TASK TO CARRY OUT:
Copy every record below exactly.
━━━━━━━━━━
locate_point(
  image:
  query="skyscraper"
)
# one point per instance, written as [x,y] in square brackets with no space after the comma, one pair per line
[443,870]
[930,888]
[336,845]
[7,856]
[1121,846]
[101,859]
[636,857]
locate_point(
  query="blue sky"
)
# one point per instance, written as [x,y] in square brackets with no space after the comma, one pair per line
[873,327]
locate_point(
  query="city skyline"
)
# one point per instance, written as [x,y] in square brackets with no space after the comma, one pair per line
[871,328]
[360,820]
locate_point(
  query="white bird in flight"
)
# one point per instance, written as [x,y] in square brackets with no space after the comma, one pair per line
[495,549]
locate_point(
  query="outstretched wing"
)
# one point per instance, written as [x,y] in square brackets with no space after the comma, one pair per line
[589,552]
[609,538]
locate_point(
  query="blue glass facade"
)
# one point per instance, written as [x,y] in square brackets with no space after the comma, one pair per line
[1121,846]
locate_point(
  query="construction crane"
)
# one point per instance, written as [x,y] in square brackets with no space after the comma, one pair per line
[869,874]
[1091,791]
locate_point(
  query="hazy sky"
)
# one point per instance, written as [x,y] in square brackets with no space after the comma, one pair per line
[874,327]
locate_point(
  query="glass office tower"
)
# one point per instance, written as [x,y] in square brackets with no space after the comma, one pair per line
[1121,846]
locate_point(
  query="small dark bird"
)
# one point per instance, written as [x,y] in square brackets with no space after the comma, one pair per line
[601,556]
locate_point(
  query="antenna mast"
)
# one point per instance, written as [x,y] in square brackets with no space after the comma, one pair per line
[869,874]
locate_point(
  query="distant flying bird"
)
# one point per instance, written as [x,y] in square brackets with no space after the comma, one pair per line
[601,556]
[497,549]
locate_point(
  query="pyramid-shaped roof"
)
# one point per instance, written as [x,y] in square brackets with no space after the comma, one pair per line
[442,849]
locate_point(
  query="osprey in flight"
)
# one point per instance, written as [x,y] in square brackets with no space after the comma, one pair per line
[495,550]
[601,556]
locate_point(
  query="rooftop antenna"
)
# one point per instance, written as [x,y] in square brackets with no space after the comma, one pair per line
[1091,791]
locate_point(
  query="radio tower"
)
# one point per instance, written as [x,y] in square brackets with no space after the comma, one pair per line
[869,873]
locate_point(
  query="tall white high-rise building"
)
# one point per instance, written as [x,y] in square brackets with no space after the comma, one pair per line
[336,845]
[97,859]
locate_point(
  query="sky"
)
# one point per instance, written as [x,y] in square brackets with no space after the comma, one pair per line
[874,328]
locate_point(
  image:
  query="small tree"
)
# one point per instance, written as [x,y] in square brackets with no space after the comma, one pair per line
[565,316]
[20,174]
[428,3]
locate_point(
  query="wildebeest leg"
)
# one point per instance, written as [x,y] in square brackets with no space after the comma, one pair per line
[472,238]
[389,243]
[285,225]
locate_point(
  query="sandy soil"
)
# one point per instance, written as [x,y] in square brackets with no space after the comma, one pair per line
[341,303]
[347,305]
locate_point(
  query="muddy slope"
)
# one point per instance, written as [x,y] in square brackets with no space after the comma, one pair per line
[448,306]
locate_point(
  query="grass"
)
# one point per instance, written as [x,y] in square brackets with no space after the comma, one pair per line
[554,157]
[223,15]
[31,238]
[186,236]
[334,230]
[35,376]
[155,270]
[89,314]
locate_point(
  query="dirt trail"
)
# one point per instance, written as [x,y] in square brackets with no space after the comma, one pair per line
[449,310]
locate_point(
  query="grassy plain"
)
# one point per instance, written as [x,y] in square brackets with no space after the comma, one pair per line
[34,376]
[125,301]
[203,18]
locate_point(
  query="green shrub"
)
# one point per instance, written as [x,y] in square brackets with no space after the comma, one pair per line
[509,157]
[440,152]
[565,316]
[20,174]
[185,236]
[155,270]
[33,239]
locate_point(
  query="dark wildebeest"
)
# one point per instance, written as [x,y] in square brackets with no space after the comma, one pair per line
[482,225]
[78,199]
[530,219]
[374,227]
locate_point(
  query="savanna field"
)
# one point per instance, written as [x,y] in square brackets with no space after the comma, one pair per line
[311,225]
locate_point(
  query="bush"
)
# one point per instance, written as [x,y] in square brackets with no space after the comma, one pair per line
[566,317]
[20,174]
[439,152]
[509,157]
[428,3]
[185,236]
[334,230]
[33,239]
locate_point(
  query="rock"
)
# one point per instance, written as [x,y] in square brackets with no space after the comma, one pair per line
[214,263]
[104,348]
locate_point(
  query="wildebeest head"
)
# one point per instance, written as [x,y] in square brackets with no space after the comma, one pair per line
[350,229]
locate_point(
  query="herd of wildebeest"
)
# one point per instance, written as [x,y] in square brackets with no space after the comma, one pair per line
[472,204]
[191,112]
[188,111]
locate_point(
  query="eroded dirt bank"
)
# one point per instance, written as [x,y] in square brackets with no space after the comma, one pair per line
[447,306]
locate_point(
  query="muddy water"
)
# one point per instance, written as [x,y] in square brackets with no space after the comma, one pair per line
━━━━━━━━━━
THE REPLY:
locate_point(
  image:
  query="skyscraper"
)
# one point per instance, written as [x,y] in square brackets with no space after the comma, one pair per line
[443,870]
[930,888]
[336,845]
[7,856]
[1121,846]
[101,859]
[636,857]
locate_point(
  query="blue sky"
)
# one point per instance, written as [x,y] in square brackets with no space after the comma, one pair per line
[873,327]
locate_point(
  query="city skyline"
)
# one point per instance, written as [x,y] in square brackets with no space after the comma, one pair per line
[871,328]
[360,820]
locate_point(
  query="white bird in flight"
)
# one point per instance, written as [x,y] in square brackets with no space after the comma, one pair per line
[495,549]
locate_point(
  query="outstretched wing"
)
# one point per instance, written as [x,y] in square brackets with no space after the comma, one pair per line
[589,552]
[609,538]
locate_point(
  query="blue glass facade"
)
# one point per instance, written as [x,y] in square brackets with no space after the comma, one pair per line
[1121,846]
locate_point(
  query="construction crane"
)
# one point per instance, written as [x,y] in square brackets with no space after the comma, one pair per line
[869,874]
[1091,791]
locate_point(
  query="hazy sky"
)
# one point per instance, written as [x,y] in square brackets with no space after the comma, one pair per line
[874,327]
locate_point(
  query="glass office tower"
)
# one point per instance, written as [x,y] in square brackets with no space after the comma, one pair per line
[1121,846]
locate_point(
  query="small dark bird"
)
# one point per instance, written as [x,y] in square brackets with no space after the comma, one pair per line
[601,556]
locate_point(
  query="antenna mast"
)
# one point per instance, written as [x,y] in square brackets with no space after the comma, one pair per line
[869,874]
locate_point(
  query="distant flying bird"
)
# one point per instance, written as [x,y] in square brackets with no space after the comma, one pair per line
[601,556]
[497,549]
locate_point(
  query="pyramid-shaped roof"
)
# one point per instance, written as [x,y] in square brackets with no space after the comma, one pair per line
[442,849]
locate_point(
  query="osprey in flight"
)
# one point per instance, written as [x,y] in square brackets with no space after the comma, one pair per line
[495,550]
[601,556]
locate_point(
  query="rooftop antenna"
)
# one point per instance, written as [x,y] in square brackets with no space after the comma, one pair per line
[1091,791]
locate_point(
  query="radio tower"
)
# one point per instance, written as [x,y] in square brackets with no space after the comma, one pair per line
[869,873]
locate_point(
  query="tall white high-rise building"
)
# one point per instance, written as [x,y] in square brackets with no space after the comma, one pair per line
[336,845]
[97,859]
locate_point(
  query="sky"
)
# one point per instance, written as [x,y] in square brackets with no space after the comma, one pair per line
[874,328]
locate_point(
  image:
  query="small tree"
)
# one point per instance, written as [x,y] in square brackets with no space after the comma, one pair per line
[565,316]
[20,174]
[428,3]
locate_point(
  query="wildebeest leg"
)
# one point per instance, written as [x,y] in square brackets with no space after the comma, one pair per line
[472,238]
[389,243]
[285,225]
locate_point(
  query="sandy soil"
)
# one point per instance, written as [x,y] in square brackets with no space after the comma, one pair per line
[341,303]
[347,305]
locate_point(
  query="muddy slope"
)
# one point per instance, written as [x,y] in square brackets with no space after the comma, one pair per line
[448,306]
locate_point(
  query="grass"
)
# one point per instance, written as [x,y] in square brackets with no space after the comma, one pair per line
[554,157]
[223,15]
[31,238]
[186,236]
[334,230]
[35,376]
[155,270]
[89,314]
locate_point(
  query="dirt trail"
)
# one point per instance, written as [x,y] in square brackets with no space after the comma, one pair per line
[449,310]
locate_point(
  query="grassy plain"
)
# one point per instance, written as [x,y] in square brackets with no space after the comma, one pair per line
[34,376]
[125,301]
[203,18]
locate_point(
  query="green shrub"
)
# one point per instance, written as [x,y] in square brackets with no space after the comma, one pair per line
[509,157]
[440,152]
[565,316]
[20,174]
[185,236]
[155,270]
[33,239]
locate_point(
  query="dark wildebeest"
)
# one point per instance, written as [x,y] in square brackets with no space after the comma, one pair per line
[482,225]
[78,199]
[530,219]
[374,227]
locate_point(
  query="savanna field"
)
# one point per instance, written as [x,y] in square brackets with no space after the comma, one pair per line
[311,225]
locate_point(
  query="bush"
)
# one point per instance, written as [x,y] in square brackets with no space after the comma, one pair per line
[566,317]
[20,174]
[439,152]
[509,157]
[428,3]
[185,236]
[334,230]
[33,239]
locate_point(
  query="rock"
)
# one point per instance, written as [x,y] in square brackets with no space after the comma, one pair per line
[214,263]
[104,348]
locate_point(
  query="wildebeest head"
)
# one point per instance, written as [x,y] in square brackets with no space after the comma, one pair per line
[350,229]
locate_point(
  query="herd of wildebeest"
)
# one point per instance, written as [x,y] in square brackets with no space after the comma, one pair per line
[472,204]
[191,112]
[188,111]
locate_point(
  query="eroded dirt bank"
)
# one point per instance, written as [x,y] in square brackets with no space after the comma, one pair per line
[447,306]
locate_point(
  query="muddy water"
)
# one point per instance, written as [x,y] in square brackets with no space after the comma, one pair per line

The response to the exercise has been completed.